▶ _What needs to be done_
Rewrite the part that opens with the line containing "of the open" and closes with the line containing "point(332, 54)", keeping the request unchanged. Multiply every coordinate in the answers by 2.45, rounding each result to the nearest whole number with halves going up.

Object location annotation data:

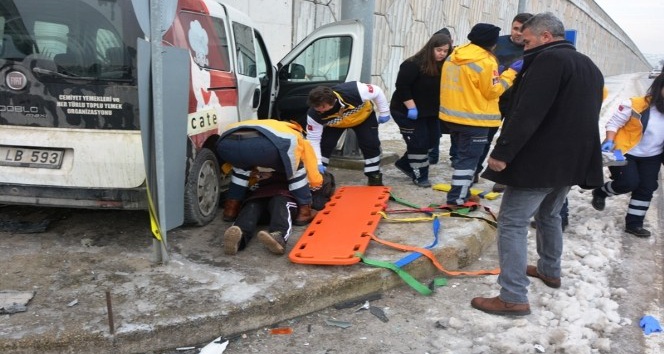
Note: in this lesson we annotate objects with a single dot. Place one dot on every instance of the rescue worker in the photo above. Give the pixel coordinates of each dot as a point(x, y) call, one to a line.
point(274, 144)
point(469, 90)
point(268, 202)
point(348, 105)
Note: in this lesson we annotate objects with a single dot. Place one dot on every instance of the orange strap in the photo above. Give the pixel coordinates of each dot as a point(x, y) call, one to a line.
point(433, 259)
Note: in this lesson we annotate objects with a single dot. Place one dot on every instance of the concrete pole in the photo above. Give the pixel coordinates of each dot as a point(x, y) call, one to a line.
point(362, 10)
point(160, 253)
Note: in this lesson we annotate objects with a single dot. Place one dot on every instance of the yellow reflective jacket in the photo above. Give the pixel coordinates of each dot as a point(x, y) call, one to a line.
point(630, 134)
point(288, 139)
point(470, 87)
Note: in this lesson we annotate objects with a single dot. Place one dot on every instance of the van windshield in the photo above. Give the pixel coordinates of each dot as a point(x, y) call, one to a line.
point(82, 39)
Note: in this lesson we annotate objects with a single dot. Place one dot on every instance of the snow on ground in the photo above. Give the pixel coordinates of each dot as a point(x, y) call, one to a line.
point(584, 315)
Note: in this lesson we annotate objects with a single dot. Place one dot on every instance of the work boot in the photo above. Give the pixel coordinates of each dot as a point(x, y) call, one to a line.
point(496, 306)
point(274, 241)
point(375, 179)
point(231, 209)
point(304, 215)
point(637, 231)
point(599, 199)
point(232, 238)
point(423, 179)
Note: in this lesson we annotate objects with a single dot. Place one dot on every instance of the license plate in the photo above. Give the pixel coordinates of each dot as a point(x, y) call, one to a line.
point(33, 157)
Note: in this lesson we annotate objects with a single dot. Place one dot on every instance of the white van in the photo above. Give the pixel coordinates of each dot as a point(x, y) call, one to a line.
point(70, 133)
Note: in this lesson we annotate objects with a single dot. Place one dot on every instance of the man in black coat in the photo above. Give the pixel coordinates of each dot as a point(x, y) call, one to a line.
point(549, 142)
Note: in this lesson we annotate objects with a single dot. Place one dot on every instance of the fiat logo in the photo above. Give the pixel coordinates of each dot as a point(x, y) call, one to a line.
point(16, 80)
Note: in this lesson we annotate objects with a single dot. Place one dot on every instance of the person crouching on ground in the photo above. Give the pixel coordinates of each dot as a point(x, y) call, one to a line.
point(637, 130)
point(268, 202)
point(273, 144)
point(348, 105)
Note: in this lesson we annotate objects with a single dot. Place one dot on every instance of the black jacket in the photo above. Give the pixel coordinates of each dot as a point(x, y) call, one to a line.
point(551, 136)
point(413, 84)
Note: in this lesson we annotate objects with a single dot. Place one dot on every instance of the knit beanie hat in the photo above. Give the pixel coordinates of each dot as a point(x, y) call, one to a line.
point(484, 35)
point(444, 31)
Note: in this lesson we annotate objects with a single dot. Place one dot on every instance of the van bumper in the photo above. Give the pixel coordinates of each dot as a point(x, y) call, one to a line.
point(130, 199)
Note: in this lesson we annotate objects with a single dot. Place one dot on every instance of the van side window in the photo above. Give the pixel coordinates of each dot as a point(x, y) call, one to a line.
point(327, 59)
point(245, 50)
point(208, 42)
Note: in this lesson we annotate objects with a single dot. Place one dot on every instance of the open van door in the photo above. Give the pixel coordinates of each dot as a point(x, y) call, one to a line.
point(332, 54)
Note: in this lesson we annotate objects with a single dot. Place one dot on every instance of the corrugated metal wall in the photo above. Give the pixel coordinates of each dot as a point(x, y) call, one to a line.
point(401, 27)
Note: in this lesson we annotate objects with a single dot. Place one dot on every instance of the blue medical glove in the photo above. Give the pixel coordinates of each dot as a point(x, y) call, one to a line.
point(383, 119)
point(412, 113)
point(649, 325)
point(608, 145)
point(517, 65)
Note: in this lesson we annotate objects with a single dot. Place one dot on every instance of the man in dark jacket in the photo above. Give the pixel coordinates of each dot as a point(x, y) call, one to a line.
point(549, 142)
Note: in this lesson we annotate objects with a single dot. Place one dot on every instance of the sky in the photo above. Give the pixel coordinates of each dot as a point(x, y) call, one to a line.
point(640, 19)
point(582, 316)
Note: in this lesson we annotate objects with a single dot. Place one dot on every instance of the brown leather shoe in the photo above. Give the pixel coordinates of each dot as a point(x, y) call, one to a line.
point(231, 209)
point(304, 215)
point(551, 282)
point(496, 306)
point(274, 241)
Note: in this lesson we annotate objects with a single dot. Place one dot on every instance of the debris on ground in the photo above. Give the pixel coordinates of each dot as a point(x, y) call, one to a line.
point(12, 301)
point(341, 324)
point(217, 346)
point(378, 312)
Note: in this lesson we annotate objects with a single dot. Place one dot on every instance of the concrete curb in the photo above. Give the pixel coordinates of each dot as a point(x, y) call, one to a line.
point(341, 284)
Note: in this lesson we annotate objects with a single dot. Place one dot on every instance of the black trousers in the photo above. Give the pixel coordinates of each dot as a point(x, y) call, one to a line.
point(277, 212)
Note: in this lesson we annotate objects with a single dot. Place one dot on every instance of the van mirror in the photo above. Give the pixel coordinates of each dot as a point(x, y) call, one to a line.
point(297, 71)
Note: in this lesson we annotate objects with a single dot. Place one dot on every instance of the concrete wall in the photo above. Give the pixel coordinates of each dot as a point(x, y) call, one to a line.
point(401, 27)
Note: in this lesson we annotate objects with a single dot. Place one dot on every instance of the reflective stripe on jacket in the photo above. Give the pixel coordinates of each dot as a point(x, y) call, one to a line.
point(630, 134)
point(288, 139)
point(470, 87)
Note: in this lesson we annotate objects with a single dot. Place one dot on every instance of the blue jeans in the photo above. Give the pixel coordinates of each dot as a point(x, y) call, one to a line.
point(517, 207)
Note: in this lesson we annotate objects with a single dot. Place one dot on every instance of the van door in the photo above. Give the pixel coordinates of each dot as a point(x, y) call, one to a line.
point(330, 55)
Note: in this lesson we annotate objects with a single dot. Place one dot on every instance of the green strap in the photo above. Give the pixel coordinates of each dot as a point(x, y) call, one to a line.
point(412, 282)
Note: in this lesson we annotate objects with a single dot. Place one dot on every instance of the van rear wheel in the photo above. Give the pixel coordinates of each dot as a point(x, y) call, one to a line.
point(201, 196)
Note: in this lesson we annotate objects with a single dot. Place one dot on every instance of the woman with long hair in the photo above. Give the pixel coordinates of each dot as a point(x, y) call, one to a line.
point(415, 105)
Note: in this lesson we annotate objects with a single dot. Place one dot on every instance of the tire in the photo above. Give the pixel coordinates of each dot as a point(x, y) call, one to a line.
point(202, 189)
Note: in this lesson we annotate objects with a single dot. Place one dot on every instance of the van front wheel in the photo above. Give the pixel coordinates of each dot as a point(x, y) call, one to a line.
point(201, 196)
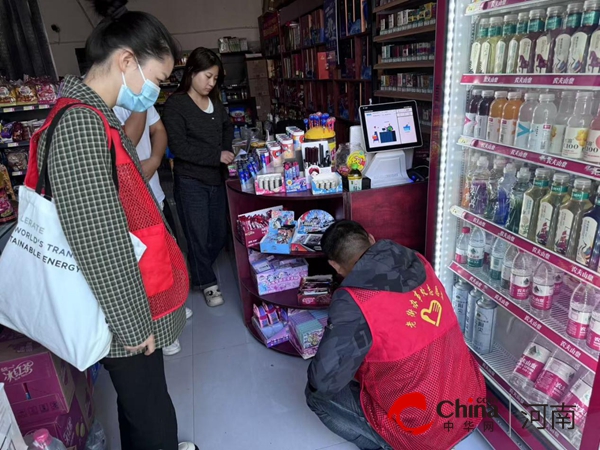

▶ _Task output_
Note: in this lesson we annotate objects with a single dot. Place one dot on every instance of the open van door in the photo above. Give the pixel coordinates of each dot as a point(x, y) call, one to a line.
point(813, 132)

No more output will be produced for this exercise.